### Exercise directions
Transcribe every line of the records verbatim.

[Stored items from a collection]
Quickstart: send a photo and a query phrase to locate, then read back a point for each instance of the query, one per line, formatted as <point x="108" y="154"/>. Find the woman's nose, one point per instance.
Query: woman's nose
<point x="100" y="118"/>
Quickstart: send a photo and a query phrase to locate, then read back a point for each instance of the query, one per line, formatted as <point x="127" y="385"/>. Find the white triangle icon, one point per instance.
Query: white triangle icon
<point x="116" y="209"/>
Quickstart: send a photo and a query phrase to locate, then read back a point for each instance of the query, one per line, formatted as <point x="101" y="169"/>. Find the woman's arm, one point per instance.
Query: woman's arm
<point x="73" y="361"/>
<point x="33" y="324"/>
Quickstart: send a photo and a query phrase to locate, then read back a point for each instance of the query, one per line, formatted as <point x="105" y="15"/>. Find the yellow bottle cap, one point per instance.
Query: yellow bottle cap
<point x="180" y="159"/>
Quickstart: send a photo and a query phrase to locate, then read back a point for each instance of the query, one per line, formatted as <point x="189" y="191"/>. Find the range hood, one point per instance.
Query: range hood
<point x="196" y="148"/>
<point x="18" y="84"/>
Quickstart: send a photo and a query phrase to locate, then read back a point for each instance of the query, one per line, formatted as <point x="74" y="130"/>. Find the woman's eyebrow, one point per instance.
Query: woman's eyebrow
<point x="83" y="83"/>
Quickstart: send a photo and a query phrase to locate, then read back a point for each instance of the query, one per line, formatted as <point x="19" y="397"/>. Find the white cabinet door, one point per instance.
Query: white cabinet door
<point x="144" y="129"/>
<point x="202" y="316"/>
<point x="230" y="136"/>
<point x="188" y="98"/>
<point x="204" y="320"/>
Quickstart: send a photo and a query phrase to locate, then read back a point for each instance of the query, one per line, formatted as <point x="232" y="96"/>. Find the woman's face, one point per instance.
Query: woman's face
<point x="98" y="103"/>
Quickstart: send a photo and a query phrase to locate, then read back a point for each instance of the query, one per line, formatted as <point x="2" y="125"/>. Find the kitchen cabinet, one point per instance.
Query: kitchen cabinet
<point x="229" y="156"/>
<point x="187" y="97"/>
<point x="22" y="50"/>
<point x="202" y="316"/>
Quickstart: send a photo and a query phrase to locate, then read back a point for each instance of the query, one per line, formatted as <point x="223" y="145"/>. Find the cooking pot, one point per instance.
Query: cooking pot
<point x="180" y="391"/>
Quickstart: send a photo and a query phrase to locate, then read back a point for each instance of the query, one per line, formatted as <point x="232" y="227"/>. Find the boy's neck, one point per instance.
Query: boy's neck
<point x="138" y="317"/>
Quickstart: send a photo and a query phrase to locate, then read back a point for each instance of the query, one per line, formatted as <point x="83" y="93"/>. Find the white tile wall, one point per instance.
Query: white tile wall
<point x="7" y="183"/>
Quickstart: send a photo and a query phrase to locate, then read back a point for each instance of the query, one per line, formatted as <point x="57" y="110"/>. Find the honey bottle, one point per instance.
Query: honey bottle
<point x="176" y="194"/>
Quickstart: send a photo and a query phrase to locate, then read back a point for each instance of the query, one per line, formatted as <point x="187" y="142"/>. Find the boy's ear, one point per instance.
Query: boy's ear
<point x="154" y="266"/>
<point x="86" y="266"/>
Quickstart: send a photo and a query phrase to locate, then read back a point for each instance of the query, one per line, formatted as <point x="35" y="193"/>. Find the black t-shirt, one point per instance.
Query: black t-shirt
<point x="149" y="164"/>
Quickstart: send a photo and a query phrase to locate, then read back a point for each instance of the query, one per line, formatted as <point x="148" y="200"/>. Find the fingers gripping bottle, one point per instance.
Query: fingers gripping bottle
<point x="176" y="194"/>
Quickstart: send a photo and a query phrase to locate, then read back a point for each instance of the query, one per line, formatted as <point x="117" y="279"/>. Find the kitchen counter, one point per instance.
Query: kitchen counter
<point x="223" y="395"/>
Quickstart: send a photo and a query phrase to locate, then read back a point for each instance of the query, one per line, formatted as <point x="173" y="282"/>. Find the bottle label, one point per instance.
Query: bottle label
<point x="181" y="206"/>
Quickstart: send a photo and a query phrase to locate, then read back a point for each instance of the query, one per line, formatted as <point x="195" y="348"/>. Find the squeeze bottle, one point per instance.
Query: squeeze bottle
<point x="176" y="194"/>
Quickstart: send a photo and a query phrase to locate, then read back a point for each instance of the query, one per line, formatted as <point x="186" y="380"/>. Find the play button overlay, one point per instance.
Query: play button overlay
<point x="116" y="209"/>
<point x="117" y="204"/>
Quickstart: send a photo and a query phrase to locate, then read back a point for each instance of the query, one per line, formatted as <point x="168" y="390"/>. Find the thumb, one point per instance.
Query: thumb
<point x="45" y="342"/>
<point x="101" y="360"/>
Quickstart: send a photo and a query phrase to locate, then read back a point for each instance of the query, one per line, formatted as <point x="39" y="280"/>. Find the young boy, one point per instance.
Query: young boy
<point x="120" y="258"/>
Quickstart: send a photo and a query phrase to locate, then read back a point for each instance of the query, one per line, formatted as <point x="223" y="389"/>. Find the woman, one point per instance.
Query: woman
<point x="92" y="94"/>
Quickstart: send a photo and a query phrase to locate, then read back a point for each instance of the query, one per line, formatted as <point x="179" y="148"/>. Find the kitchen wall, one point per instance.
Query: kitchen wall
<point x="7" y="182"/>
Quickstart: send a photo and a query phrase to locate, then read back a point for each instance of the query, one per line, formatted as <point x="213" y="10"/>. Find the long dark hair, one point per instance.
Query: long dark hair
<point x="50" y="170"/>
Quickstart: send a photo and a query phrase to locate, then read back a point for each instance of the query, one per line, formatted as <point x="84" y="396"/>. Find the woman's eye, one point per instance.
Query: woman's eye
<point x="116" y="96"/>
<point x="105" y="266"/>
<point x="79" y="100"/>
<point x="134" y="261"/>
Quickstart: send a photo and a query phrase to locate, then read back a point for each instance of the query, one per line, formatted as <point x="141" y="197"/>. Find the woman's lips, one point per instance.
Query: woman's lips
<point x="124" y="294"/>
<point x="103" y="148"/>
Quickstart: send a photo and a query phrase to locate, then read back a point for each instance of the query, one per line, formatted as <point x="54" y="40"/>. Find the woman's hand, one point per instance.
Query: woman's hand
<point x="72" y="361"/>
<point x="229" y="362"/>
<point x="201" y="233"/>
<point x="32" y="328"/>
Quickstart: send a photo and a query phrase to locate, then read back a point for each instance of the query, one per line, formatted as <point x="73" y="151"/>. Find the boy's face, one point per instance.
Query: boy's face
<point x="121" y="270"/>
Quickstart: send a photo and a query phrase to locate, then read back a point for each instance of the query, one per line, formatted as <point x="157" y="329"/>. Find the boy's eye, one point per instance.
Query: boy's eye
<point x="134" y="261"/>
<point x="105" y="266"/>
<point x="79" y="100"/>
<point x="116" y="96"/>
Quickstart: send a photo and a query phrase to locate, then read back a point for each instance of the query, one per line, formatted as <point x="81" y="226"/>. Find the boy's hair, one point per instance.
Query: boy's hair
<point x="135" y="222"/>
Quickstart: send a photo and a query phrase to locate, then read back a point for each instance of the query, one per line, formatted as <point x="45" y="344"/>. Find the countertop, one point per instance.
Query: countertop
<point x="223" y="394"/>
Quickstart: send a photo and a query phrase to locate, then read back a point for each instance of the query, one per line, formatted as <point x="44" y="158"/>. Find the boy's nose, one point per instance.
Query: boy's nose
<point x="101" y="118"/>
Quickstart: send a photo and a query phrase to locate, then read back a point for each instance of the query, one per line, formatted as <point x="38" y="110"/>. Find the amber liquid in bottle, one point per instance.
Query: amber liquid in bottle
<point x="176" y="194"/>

### Result of this task
Quickstart: send a photo and a query phrase to locate, then read back a point for each instance of the query, one per line, formatted as <point x="108" y="154"/>. Find the woman's nose, one point per instance.
Query: woman's nose
<point x="100" y="118"/>
Quickstart: send a photo and a query phrase to locate, then read back a point for each instance of the query, one per line, formatted as <point x="127" y="385"/>. Find the white triangle icon, one point per instance.
Query: white triangle icon
<point x="116" y="209"/>
Quickstart: send a photo and a query phrase to locate, then read back a point for each instance of the query, one per line, formatted as <point x="101" y="169"/>. Find the woman's arm, one point per instance.
Query: woman's arm
<point x="73" y="361"/>
<point x="33" y="324"/>
Quickstart: send a photo and a query phrase to locate, then read back a point for each instance of the query, one per line, formatted as <point x="105" y="15"/>. Find the yellow bottle cap, one point per instance.
Query: yellow bottle cap
<point x="180" y="159"/>
Quickstart: send a photo and a query phrase to locate, then read back a point for each instance of the query, one per line, formatted as <point x="189" y="191"/>. Find the range hood, one point per instance.
Query: range hood
<point x="196" y="148"/>
<point x="18" y="84"/>
Quickstart: send a photo and a query phrase to locate, then read back a point for each instance of the query, one per line, formatted as <point x="74" y="130"/>. Find the woman's eyebrow, one point per instance.
Query: woman's eyebrow
<point x="83" y="83"/>
Quickstart: send a photo and a query phrase to locate, then read back a point for each instance of the query, one per line, formatted as <point x="19" y="397"/>. Find the white cabinet door, one point per instance.
Query: white cabinet door
<point x="144" y="129"/>
<point x="202" y="316"/>
<point x="230" y="136"/>
<point x="188" y="98"/>
<point x="204" y="320"/>
Quickstart: send a photo and a query phrase to locate, then read back a point for each instance of the query, one per line, formatted as <point x="232" y="96"/>. Find the woman's face, one point per instance.
Query: woman's face
<point x="98" y="103"/>
Quickstart: send a photo and a query phrase to locate, then read back a point for each instance of the query, one per line, formatted as <point x="2" y="125"/>. Find the kitchen cabinet, one point per instance.
Query: kitchen cabinet
<point x="229" y="156"/>
<point x="187" y="97"/>
<point x="22" y="50"/>
<point x="202" y="316"/>
Quickstart: send a photo and a query phrase to locate, then read back a point for each instance of the query, one per line, formatted as <point x="223" y="145"/>. Find the cooking pot, one point per instance.
Query: cooking pot
<point x="180" y="391"/>
Quickstart: send a photo and a query phrase to locate, then read back a point for each instance of the query, one per line, formatted as <point x="232" y="227"/>. Find the boy's neck, one point per instance.
Query: boy's neck
<point x="138" y="317"/>
Quickstart: send a photo and a query phrase to locate, then read back a point for each instance of the query, one per line, formatted as <point x="83" y="93"/>. Find the white tile wall, one point per instance.
Query: white tile wall
<point x="7" y="183"/>
Quickstart: send a photo and a query phrase to locate, then read back a point for each instance of the query, one per line, formatted as <point x="57" y="110"/>. Find the honey bottle, one point per instance.
Query: honey bottle
<point x="176" y="194"/>
Quickstart: send a photo and a query phrase to locate, then read back a point for each instance of the query, one per line, formatted as <point x="187" y="142"/>. Find the boy's ear, one point per instance.
Query: boy's ear
<point x="154" y="266"/>
<point x="86" y="266"/>
Quickstart: send a photo and a query phrase to locate, then read back a point for each instance of the query, one per line, formatted as <point x="35" y="193"/>. Find the black t-shirt, one point per instance.
Query: black t-shirt
<point x="149" y="164"/>
Quickstart: send a photo and a query phrase to locate, then read back a point for each instance of the query, one per line, formatted as <point x="148" y="200"/>. Find the fingers gripping bottle, one point per instance.
Query: fingers gripping bottle
<point x="176" y="194"/>
Quickstart: send a photo and a query phrase to locate, then read back a point for each instance of the query, one per line, formatted as <point x="117" y="279"/>. Find the kitchen counter, one point per instance.
Query: kitchen counter
<point x="223" y="395"/>
Quickstart: send a photo and a query phrase to locate, then read back a point for each instance of the query, one per line, formatted as <point x="173" y="282"/>. Find the bottle label, one point per instance.
Query: bottle label
<point x="181" y="206"/>
Quickstart: send a photo and a query phrase to locate, then read back a point for each instance of the query, one per line, formatted as <point x="195" y="348"/>. Find the squeeze bottle, one point per instance.
Query: squeeze bottle
<point x="176" y="194"/>
Quickstart: send a photo and a query phrase to locate, then read back a point for each instance of the query, one per line, formatted as <point x="186" y="380"/>. Find the play button overlay, one point per instance.
Query: play button overlay
<point x="116" y="209"/>
<point x="117" y="204"/>
Quickstart: send a photo and a query phrase to locate, then read back a point for each instance of the query, one per line, formatted as <point x="168" y="390"/>. Find the thumb, one point per instance.
Query: thumb
<point x="45" y="342"/>
<point x="101" y="360"/>
Quickstart: send a photo and a query phrase to locate, then read back a point for each instance of the query, one per line, formatted as <point x="39" y="280"/>. Find the young boy, one point per instance.
Query: young boy
<point x="120" y="258"/>
Quickstart: send a photo and a query phrase to locate, then read back a point for each instance of the query, one per line, formatted as <point x="223" y="389"/>. Find the woman, one point per instance.
Query: woman
<point x="92" y="94"/>
Quickstart: send a photo and a query phrase to locate, then read back a point for each instance of the query, one per line, formatted as <point x="179" y="148"/>. Find the kitchen wall, one point per instance.
Query: kitchen wall
<point x="7" y="182"/>
Quickstart: send a photo and a query phrase to locate, then read back a point for each instance of the query, one per line, formatted as <point x="213" y="10"/>. Find the long dark hair, one point per instance.
Query: long dark hair
<point x="50" y="170"/>
Quickstart: send a photo and a query phrase to locate, then read back a point for each instance of the query, one per line, formatted as <point x="84" y="396"/>. Find the woman's eye, one point per instance.
Query: woman's eye
<point x="116" y="96"/>
<point x="105" y="266"/>
<point x="79" y="100"/>
<point x="134" y="261"/>
Quickstart: send a photo and a query phrase to locate, then read back a point for each instance of the query, one per line, formatted as <point x="141" y="197"/>. Find the woman's lips, one point per instance.
Query: woman's lips
<point x="124" y="294"/>
<point x="103" y="148"/>
Quickstart: send a photo and a query phrase to locate, then read back a point for each instance of the query, one per line, formatted as <point x="54" y="40"/>. Find the woman's hand, one point per instance.
Query: woman's hand
<point x="72" y="361"/>
<point x="229" y="362"/>
<point x="201" y="233"/>
<point x="32" y="328"/>
Quickstart: send a photo and a query phrase to locate, then read back a point for each instance of the query, one per line, formatted as <point x="73" y="151"/>. Find the boy's face, one point per instance.
Query: boy's face
<point x="121" y="270"/>
Quickstart: send a photo and a query phrase to locate, then read back a point for each instance of the query, one per line, formatted as <point x="157" y="329"/>. Find the boy's eye, one point per instance.
Query: boy's eye
<point x="134" y="261"/>
<point x="105" y="266"/>
<point x="79" y="100"/>
<point x="116" y="96"/>
Quickstart: send a photo and a query phrase to locate, then read back a point for each instance of the query, one per line, formatted as <point x="81" y="226"/>. Find the boy's hair, one point per instance.
Query: boy's hair
<point x="135" y="222"/>
Quickstart: send a photo and a query phrase to locate, then read back a point for each instance of the query, one per line, formatted as <point x="45" y="344"/>. Find the countertop, one point per instance.
Query: countertop
<point x="223" y="394"/>
Quickstart: send a photo and a query phrase to locate, then read back a point for each instance of the query, one per line, formatted as <point x="44" y="158"/>. Find the boy's nose, one point per instance.
Query: boy's nose
<point x="101" y="118"/>
Quickstart: send a photo and a query phrase to locate, then read back a point for each instance of the query, one per line, formatted as <point x="38" y="110"/>. Find the amber liquid in bottle, one point per instance.
Query: amber liquid in bottle
<point x="176" y="194"/>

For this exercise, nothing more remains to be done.